Supplied records:
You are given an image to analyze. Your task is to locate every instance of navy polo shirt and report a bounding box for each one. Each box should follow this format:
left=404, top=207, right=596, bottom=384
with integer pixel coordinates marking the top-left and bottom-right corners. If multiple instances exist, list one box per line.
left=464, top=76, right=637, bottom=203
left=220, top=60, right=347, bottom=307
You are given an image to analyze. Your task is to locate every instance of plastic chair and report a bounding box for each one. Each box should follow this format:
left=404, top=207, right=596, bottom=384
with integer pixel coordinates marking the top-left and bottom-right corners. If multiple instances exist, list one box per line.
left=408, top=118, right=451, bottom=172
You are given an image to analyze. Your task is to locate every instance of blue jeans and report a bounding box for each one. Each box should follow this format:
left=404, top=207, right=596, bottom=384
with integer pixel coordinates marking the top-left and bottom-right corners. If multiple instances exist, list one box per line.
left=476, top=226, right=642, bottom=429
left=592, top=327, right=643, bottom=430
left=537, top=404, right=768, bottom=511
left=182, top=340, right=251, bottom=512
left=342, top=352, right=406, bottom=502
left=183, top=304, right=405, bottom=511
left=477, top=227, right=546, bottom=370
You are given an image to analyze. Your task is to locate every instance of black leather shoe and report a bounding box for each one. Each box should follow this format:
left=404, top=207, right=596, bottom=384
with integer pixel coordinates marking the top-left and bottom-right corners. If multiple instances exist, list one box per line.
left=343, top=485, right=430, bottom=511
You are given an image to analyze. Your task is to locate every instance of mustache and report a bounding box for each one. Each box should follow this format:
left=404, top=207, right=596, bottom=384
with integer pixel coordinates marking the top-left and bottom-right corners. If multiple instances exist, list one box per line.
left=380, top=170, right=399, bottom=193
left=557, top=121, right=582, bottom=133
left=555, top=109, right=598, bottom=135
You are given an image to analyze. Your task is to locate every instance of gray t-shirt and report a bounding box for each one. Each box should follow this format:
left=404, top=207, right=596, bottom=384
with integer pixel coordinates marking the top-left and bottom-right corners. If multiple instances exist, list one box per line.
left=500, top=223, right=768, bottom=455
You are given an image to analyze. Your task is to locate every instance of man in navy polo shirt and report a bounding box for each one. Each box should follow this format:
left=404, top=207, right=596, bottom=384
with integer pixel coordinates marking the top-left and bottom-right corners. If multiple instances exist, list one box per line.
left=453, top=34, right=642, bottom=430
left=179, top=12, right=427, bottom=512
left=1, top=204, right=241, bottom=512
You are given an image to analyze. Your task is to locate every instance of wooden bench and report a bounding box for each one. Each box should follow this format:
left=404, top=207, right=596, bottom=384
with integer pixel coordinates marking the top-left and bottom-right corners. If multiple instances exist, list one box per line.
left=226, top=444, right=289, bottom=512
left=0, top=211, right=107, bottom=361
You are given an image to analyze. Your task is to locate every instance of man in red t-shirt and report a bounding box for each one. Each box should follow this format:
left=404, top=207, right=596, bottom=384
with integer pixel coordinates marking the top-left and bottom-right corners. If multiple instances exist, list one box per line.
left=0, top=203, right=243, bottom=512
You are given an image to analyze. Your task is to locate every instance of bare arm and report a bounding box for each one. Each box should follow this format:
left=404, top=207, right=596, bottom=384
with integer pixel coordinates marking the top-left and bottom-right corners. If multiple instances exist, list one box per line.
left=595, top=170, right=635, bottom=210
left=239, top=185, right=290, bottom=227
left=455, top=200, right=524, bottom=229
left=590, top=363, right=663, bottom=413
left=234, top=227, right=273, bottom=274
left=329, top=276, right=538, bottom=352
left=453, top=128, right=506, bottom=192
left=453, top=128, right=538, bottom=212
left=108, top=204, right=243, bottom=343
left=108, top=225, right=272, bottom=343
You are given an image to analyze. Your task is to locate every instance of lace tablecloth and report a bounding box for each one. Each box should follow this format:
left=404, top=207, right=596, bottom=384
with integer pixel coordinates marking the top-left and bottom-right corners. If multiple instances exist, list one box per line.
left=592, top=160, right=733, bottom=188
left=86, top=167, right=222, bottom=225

Exercise requirements: Reproduce the whole listing so that each line matches the original exactly.

Answer space:
You are given an image to analyze. Your task is to locate every instance of navy polo shirt and report a bounding box for each one. Each box should follow this format:
left=404, top=207, right=596, bottom=384
with integer pixel coordinates marking the top-left and bottom-right corners. If multiple instances exist, list one box per line.
left=464, top=76, right=637, bottom=203
left=220, top=60, right=347, bottom=307
You are given an image to analyze. Your task is to locate every instance of plastic chair and report a bounding box for each one. Each box should follow this format:
left=404, top=207, right=596, bottom=384
with integer pixel coordinates marking the top-left and bottom-right corners. If multiple instances exist, list one box per line.
left=408, top=118, right=451, bottom=172
You are given an image to analyze. Your task is to locate every instance of blue jeans and report a bounding box for each one. Each box should follow this format:
left=404, top=207, right=596, bottom=384
with integer pixel coordinates marking the top-left and bottom-right corners. If multiple instances exist, list one box per line.
left=476, top=226, right=642, bottom=429
left=592, top=327, right=643, bottom=430
left=537, top=404, right=768, bottom=511
left=182, top=340, right=251, bottom=512
left=342, top=352, right=406, bottom=502
left=183, top=304, right=405, bottom=511
left=477, top=227, right=546, bottom=370
You are given an image to analyze. Your task is to locate every instance of black leather shoe and report a bounding box for each one. Each box should follow this format:
left=404, top=207, right=596, bottom=384
with integer pixel coordinates marking the top-left and bottom-right corners. If multiple instances exist, list one box per line.
left=343, top=485, right=430, bottom=511
You are given an image to analyze. Your task is to locate every instance of mustache and report a bounding box for each one. Each box should follow this format:
left=404, top=207, right=596, bottom=384
with integer pixel coordinates marking the top-left and bottom-right corners. If multiple instances exist, list one box per line.
left=380, top=170, right=399, bottom=193
left=557, top=121, right=582, bottom=133
left=555, top=109, right=598, bottom=135
You are given an image to analyze. Your task is to locate every instance of gray t-shirt and report a bounding box for each one. Each box should follow this format:
left=404, top=207, right=596, bottom=384
with integer pixel coordinates marking the top-left and bottom-right corners. If multiple instances exist, list one box per line.
left=500, top=223, right=768, bottom=455
You are given an image to analyze. Your task is to locate every instance of man in navy polo shirt and report a bounding box for each one. Each box should follow this format:
left=404, top=207, right=596, bottom=384
with integer pixel coordinates marking the top-left and bottom-right corners. If multiple instances exist, list one box per line.
left=453, top=34, right=642, bottom=430
left=179, top=12, right=427, bottom=512
left=1, top=204, right=241, bottom=512
You are given an image to analyze. Your task is to locate every instance of wooden bench and report a bounding box for each one. Each box should follow this format:
left=404, top=207, right=596, bottom=384
with integer pixel coordinates marking the top-left and bottom-right corners. If multiple instances exist, list one box per line.
left=226, top=444, right=289, bottom=512
left=0, top=211, right=107, bottom=361
You are given an image to analyze. Your task is to locate every instance of man in red t-shirt and report a bounding box for each one. Each box should follow this format:
left=404, top=207, right=596, bottom=384
with integer pixel coordinates marking the top-left and bottom-right corners. If multiple instances exist, list one box per line.
left=0, top=203, right=243, bottom=512
You are given an image to analyze. Your task is to locate every instance of bare arm and report a bounding box for each one. Each box should follow this format:
left=404, top=207, right=596, bottom=384
with integer pixel coordinates marking the top-left and bottom-right corners. If multiple instances exist, list one box per line.
left=595, top=170, right=635, bottom=210
left=239, top=185, right=290, bottom=227
left=455, top=200, right=524, bottom=229
left=590, top=363, right=663, bottom=413
left=234, top=227, right=273, bottom=274
left=329, top=276, right=538, bottom=352
left=453, top=128, right=506, bottom=192
left=453, top=128, right=538, bottom=212
left=108, top=204, right=243, bottom=343
left=108, top=225, right=272, bottom=343
You are given an image to analyze. Your task is to locate every instance of lace tablecloth and report a bounding box for each one. Each box should follow this format:
left=404, top=207, right=596, bottom=384
with integer pixel coordinates marking the top-left and bottom-right corners. If multiple instances exist, list one box per line.
left=592, top=160, right=733, bottom=188
left=86, top=167, right=222, bottom=225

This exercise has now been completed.